On Tue, May 21, 2013 at 5:17 PM, Hrvoje Niksic <hrvoje.nik...@avl.com> wrote:
> On 05/20/2013 05:15 PM, Ethan Furman wrote:
>>
>> 1)  Do nothing and be happy I use 'raise ... from None' in my own
>> libraries
>>
>> 2)  Change the wording of 'During handling of the above exception, another
>> exception occurred' (no ideas as to what at
>> the moment)
>
>
> The word "occurred" misleads one to think that, during handling of the real
> exception, an unrelated and unintended exception occurred.  This is not the
> case when the "raise" keyword is used.  In that case, the exception was
> intentionally *converted* from one type to another.  For the "raise" case a
> wording like the following might work better:
>
>     The above exception was converted to the following exception:
>     ...
>
> That makes it clear that the conversion was explicit and (hopefully)
> intentional, and that the latter exception supersedes the former.

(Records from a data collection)
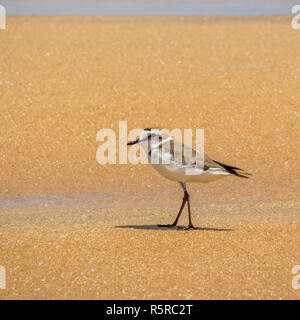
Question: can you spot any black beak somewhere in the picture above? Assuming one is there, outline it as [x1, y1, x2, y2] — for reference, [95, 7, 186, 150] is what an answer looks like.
[127, 139, 139, 146]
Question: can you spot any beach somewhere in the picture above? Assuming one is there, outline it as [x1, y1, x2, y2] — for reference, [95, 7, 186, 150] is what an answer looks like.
[0, 16, 300, 299]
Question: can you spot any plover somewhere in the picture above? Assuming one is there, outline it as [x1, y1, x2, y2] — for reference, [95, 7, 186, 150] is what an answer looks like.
[127, 128, 251, 230]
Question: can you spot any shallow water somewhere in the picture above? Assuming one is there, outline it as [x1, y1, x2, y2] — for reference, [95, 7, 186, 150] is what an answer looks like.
[1, 0, 296, 15]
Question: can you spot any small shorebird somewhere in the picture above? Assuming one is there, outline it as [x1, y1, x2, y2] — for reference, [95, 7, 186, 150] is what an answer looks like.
[127, 128, 251, 230]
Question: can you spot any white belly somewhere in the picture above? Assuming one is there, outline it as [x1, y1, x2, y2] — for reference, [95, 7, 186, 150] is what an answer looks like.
[152, 164, 230, 183]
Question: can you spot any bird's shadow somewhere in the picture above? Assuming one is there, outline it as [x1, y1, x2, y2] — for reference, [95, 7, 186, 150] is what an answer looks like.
[115, 224, 233, 231]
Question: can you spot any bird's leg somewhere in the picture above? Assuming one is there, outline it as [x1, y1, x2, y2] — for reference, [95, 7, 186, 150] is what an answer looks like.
[158, 193, 187, 228]
[185, 191, 195, 230]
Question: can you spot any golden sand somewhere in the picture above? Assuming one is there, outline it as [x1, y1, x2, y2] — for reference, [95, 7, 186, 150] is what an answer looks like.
[0, 16, 300, 299]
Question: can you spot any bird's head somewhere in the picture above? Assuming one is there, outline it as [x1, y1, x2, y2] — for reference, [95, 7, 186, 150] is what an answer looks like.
[127, 127, 164, 146]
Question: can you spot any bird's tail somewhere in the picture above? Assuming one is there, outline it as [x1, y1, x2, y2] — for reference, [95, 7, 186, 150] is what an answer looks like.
[214, 160, 251, 178]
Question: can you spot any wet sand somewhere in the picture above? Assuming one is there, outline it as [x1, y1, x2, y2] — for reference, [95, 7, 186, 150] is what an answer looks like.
[0, 16, 300, 299]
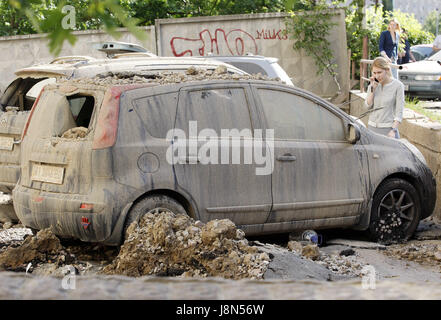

Written instruction 1: Please list each distinct word or phrase that the email reply sets off in quotation marks, single or double.
Written instruction 2: Resume the email reply about exception wording, picking up right after its final sentence.
None of the rows are needed.

Task response 1:
- raise ... from None
- During handling of the above exception, another exception occurred
- occurred
- raise

Task response 2:
This ship sailed long ago (it was covered by the original exception
chaining spec in PEP 3134). If you want to deliberately replace an
exception while retaining the full traceback, you use "raise X from
Y", and the intro text will change to something like "This exception
was the direct cause of the following exception:"

This thread is about the case where you want to use "raise X from
None" to suppress the display of the original exception completely,
which is a new capability in Python 3.3. So whenever we consider
changing the standard library, we should also look at the explicit
chaining option, particularly when the original exception may have
happened inside a user provided callback (including method calls)

Cheers,
Nick.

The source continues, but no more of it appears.